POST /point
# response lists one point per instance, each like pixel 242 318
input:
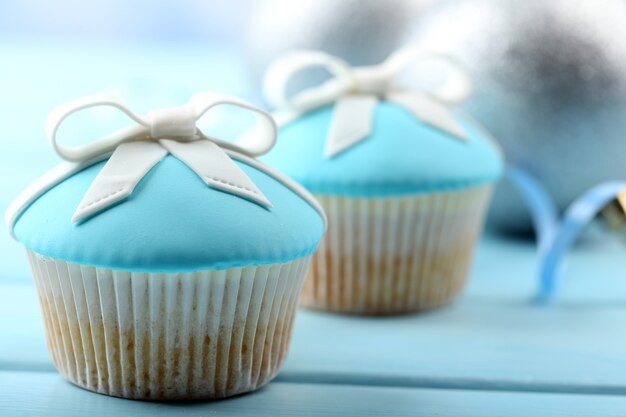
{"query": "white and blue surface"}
pixel 492 353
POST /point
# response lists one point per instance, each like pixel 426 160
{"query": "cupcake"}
pixel 168 263
pixel 405 180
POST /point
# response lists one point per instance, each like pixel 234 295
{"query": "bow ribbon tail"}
pixel 428 111
pixel 215 168
pixel 352 122
pixel 128 164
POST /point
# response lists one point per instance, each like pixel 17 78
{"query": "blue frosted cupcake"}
pixel 168 264
pixel 404 180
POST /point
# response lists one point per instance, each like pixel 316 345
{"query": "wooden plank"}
pixel 45 394
pixel 493 338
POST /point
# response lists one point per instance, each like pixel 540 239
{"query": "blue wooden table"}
pixel 492 353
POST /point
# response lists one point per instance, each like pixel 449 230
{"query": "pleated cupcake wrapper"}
pixel 395 255
pixel 158 336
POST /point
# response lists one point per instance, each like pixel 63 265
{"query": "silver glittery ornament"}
pixel 359 31
pixel 550 84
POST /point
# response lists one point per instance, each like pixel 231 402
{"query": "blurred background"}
pixel 549 75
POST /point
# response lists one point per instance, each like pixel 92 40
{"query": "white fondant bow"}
pixel 137 149
pixel 356 92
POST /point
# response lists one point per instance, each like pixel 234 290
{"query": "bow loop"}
pixel 135 151
pixel 355 92
pixel 102 146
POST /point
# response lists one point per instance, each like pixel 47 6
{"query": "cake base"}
pixel 161 336
pixel 395 255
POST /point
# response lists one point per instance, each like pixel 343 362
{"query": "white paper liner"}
pixel 395 255
pixel 157 336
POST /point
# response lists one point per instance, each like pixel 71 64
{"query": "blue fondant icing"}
pixel 401 156
pixel 172 222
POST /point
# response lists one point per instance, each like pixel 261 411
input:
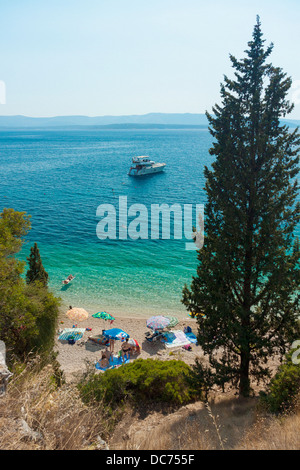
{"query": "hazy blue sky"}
pixel 114 57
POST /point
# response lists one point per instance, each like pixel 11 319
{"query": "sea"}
pixel 62 177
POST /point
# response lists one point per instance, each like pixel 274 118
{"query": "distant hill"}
pixel 145 121
pixel 68 121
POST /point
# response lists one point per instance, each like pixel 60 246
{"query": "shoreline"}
pixel 73 359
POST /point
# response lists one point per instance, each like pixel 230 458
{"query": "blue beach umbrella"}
pixel 158 322
pixel 115 333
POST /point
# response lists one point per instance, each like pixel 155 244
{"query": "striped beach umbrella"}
pixel 103 316
pixel 115 333
pixel 158 322
pixel 173 321
pixel 77 314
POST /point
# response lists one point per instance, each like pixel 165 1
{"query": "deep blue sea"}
pixel 61 177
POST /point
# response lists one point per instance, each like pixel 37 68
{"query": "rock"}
pixel 5 374
pixel 101 444
pixel 29 433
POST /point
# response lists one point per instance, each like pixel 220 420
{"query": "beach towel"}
pixel 192 337
pixel 115 361
pixel 176 340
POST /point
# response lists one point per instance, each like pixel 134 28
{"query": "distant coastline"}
pixel 144 121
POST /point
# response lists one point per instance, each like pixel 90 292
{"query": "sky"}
pixel 122 57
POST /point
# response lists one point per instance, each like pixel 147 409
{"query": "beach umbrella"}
pixel 75 333
pixel 103 316
pixel 196 315
pixel 158 322
pixel 77 314
pixel 115 333
pixel 134 343
pixel 173 321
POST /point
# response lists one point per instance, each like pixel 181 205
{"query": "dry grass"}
pixel 229 424
pixel 274 434
pixel 36 414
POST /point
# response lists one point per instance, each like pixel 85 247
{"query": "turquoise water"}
pixel 61 177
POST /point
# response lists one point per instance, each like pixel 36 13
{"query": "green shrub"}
pixel 284 386
pixel 144 380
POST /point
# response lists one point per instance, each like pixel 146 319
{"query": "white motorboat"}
pixel 142 166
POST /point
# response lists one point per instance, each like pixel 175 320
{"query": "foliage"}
pixel 36 271
pixel 284 387
pixel 248 273
pixel 144 380
pixel 28 313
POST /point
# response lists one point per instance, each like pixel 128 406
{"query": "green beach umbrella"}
pixel 173 321
pixel 103 316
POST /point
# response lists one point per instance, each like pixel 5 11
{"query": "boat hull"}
pixel 157 168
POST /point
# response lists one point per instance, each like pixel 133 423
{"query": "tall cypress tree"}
pixel 248 272
pixel 36 271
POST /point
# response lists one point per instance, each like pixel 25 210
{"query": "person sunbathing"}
pixel 125 348
pixel 107 354
pixel 104 362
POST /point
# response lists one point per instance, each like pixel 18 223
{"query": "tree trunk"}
pixel 244 384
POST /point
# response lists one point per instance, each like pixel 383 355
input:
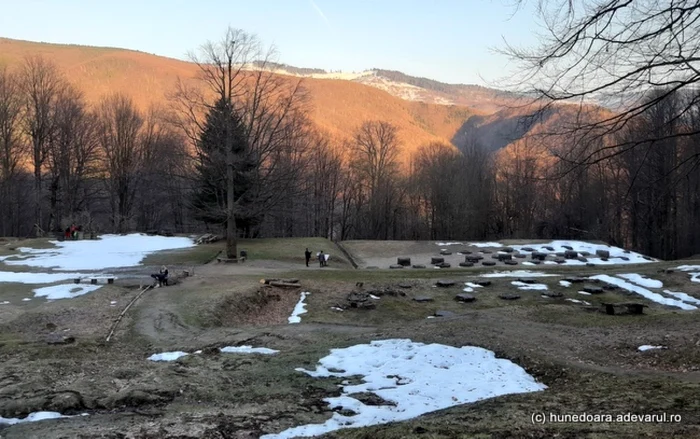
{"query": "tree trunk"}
pixel 231 244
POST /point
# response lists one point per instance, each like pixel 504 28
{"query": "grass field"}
pixel 587 359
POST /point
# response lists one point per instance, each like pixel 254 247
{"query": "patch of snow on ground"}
pixel 37 278
pixel 34 417
pixel 418 378
pixel 109 251
pixel 299 309
pixel 694 271
pixel 684 297
pixel 578 301
pixel 65 291
pixel 168 356
pixel 247 350
pixel 654 297
pixel 642 280
pixel 518 273
pixel 524 286
pixel 647 347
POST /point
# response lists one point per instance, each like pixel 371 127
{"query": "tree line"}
pixel 234 152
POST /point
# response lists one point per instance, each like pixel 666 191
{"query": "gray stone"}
pixel 602 253
pixel 553 294
pixel 570 254
pixel 592 289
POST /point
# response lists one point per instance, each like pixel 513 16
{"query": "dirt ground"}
pixel 588 360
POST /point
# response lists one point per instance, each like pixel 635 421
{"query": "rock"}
pixel 570 254
pixel 592 289
pixel 65 402
pixel 553 294
pixel 137 398
pixel 445 283
pixel 57 339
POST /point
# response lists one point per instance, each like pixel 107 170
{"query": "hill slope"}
pixel 339 106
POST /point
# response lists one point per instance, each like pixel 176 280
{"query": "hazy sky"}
pixel 447 40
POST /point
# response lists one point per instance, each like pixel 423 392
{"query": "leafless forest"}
pixel 239 143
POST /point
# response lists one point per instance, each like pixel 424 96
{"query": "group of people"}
pixel 322 257
pixel 72 231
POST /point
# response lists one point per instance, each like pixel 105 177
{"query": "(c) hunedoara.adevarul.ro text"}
pixel 573 418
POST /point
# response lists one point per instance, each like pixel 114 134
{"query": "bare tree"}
====================
**Problem to work on:** Extract every line of the records above verbatim, leaving out the pictures.

**Answer:**
POST /point
# response lists one point per instance, each like pixel 242 318
input:
{"query": "white and blue surface"}
pixel 492 353
POST /point
# response lists one point per instance, each like pixel 426 160
{"query": "cupcake"}
pixel 168 263
pixel 405 180
POST /point
# response lists one point per instance, each like pixel 234 295
{"query": "bow ribbon tail"}
pixel 428 111
pixel 215 168
pixel 352 122
pixel 128 164
POST /point
# response lists one point per instance, each like pixel 17 78
{"query": "blue frosted cupcake"}
pixel 168 264
pixel 404 180
POST /point
# response lists one point per instance, each like pixel 316 345
{"query": "wooden plank"}
pixel 45 394
pixel 493 338
POST /point
# response lists one point per instance, each like pixel 540 239
{"query": "blue wooden table"}
pixel 492 353
POST /point
# response lists one point per instance, each like pixel 449 230
{"query": "pleated cupcake wrapper"}
pixel 395 255
pixel 158 336
POST /point
# response lists one point per instance, each like pixel 63 265
{"query": "silver glittery ornament"}
pixel 359 31
pixel 550 84
POST /point
# response lists one point per instance, each like pixel 231 402
{"query": "blurred background"}
pixel 549 75
POST /point
# response lists one point per instance, each like pixel 92 40
{"query": "white fondant bow"}
pixel 137 149
pixel 356 92
POST /point
# response lists one point per instance, each like pixel 234 290
{"query": "bow loop"}
pixel 135 151
pixel 355 92
pixel 102 146
POST /point
# response lists one point per instance, each like pixel 47 6
{"query": "cake base"}
pixel 161 336
pixel 395 255
POST /point
# response lists one point per instance, each like pixel 343 362
{"query": "white paper liner"}
pixel 395 255
pixel 157 336
POST /point
# response lists one point per instance, each like pixel 71 64
{"query": "blue fondant icing"}
pixel 401 156
pixel 172 222
POST /point
# response lists one point per instance, each like pixel 261 411
input:
{"query": "hazy blue sky"}
pixel 114 57
POST /point
# response lists one point per instance, each like pixel 11 319
{"query": "sea"}
pixel 62 177
POST /point
# response lists one point per instance, each like pixel 274 118
{"query": "distant hill"}
pixel 145 121
pixel 68 121
POST /point
# response lists one point per instance, each like pixel 60 246
{"query": "shoreline"}
pixel 73 359
POST /point
# response lists one point per instance, each like pixel 230 458
{"query": "blue beach umbrella"}
pixel 158 322
pixel 115 333
POST /point
# response lists one point per instance, each like pixel 155 244
{"query": "striped beach umbrella"}
pixel 103 316
pixel 115 333
pixel 158 322
pixel 173 321
pixel 77 314
POST /point
# response lists one point per instance, each like pixel 165 1
{"query": "deep blue sea"}
pixel 61 177
POST /point
# response lists one point per instance, each like pixel 37 68
{"query": "rock"}
pixel 5 374
pixel 101 444
pixel 29 433
POST /point
# response lists one point per instance, each like pixel 220 420
{"query": "beach towel"}
pixel 192 337
pixel 115 361
pixel 176 340
POST /point
# response lists one point per instance, each like pixel 134 28
{"query": "distant coastline"}
pixel 144 121
POST /point
# response lists one point per instance, each like pixel 90 292
{"query": "sky"}
pixel 122 57
POST /point
# response lists one point per instance, each like pixel 147 409
{"query": "beach umbrella"}
pixel 75 333
pixel 103 316
pixel 196 315
pixel 158 322
pixel 77 314
pixel 115 333
pixel 134 343
pixel 173 321
POST /point
# response lists one point per instance, each like pixel 181 205
{"query": "dry grass"}
pixel 229 424
pixel 274 434
pixel 36 414
POST /point
# response lists one point per instance, each like pixel 85 247
{"query": "turquoise water"}
pixel 61 177
POST /point
# response lists one point per instance, each like pixel 36 13
{"query": "green shrub"}
pixel 284 386
pixel 144 380
POST /point
# response lists one point per instance, each like pixel 146 319
{"query": "white motorboat"}
pixel 142 166
POST /point
# response lists one point per instance, each like pixel 175 320
{"query": "foliage"}
pixel 36 271
pixel 284 387
pixel 248 273
pixel 144 380
pixel 28 313
POST /point
# response lists one point per instance, each like pixel 128 406
{"query": "green beach umbrella"}
pixel 173 321
pixel 103 316
POST /point
# response lists one point per instance, each like pixel 5 11
{"query": "boat hull"}
pixel 157 168
POST /point
# response lists one point per instance, each like pixel 133 423
{"query": "tall cypress tree"}
pixel 248 272
pixel 36 271
POST /point
# response lists one point per instance, each like pixel 25 210
{"query": "person sunbathing"}
pixel 125 348
pixel 107 354
pixel 104 362
POST /point
# response lists one point per instance, each like pixel 18 223
{"query": "tree trunk"}
pixel 244 384
POST /point
# response lists one point per instance, each like pixel 383 355
input:
{"query": "tree trunk"}
pixel 231 244
POST /point
# response lists one point per instance, each like pixel 504 28
{"query": "grass field"}
pixel 587 359
POST /point
# response lists one point per instance, each like pixel 254 247
{"query": "patch of snow on ground"}
pixel 37 278
pixel 34 417
pixel 418 378
pixel 109 251
pixel 299 309
pixel 694 271
pixel 684 297
pixel 578 301
pixel 65 291
pixel 168 356
pixel 247 350
pixel 654 297
pixel 642 280
pixel 518 273
pixel 524 286
pixel 647 347
POST /point
# response lists one point per instance, each like pixel 371 127
{"query": "tree line"}
pixel 234 152
POST /point
# response lists one point per instance, each like pixel 666 191
{"query": "gray stone"}
pixel 602 253
pixel 553 294
pixel 570 254
pixel 592 289
POST /point
# response lists one point per instance, each like pixel 513 16
{"query": "dirt ground"}
pixel 588 360
POST /point
# response lists one point per instance, each like pixel 635 421
{"query": "rock"}
pixel 570 254
pixel 592 289
pixel 65 402
pixel 553 294
pixel 137 398
pixel 445 283
pixel 57 339
POST /point
# response lists one point per instance, each like pixel 107 170
{"query": "hill slope"}
pixel 339 106
POST /point
# response lists one point per instance, each like pixel 176 280
{"query": "hazy sky"}
pixel 447 40
POST /point
# response lists one point per instance, each like pixel 423 392
{"query": "leafless forest"}
pixel 239 143
POST /point
# response lists one point per instance, each like pixel 424 96
{"query": "group of people"}
pixel 322 257
pixel 72 231
POST /point
# response lists one point per instance, each like pixel 105 177
{"query": "(c) hunedoara.adevarul.ro text"}
pixel 573 418
POST /point
# response lists one point per instance, each like pixel 114 134
{"query": "bare tree"}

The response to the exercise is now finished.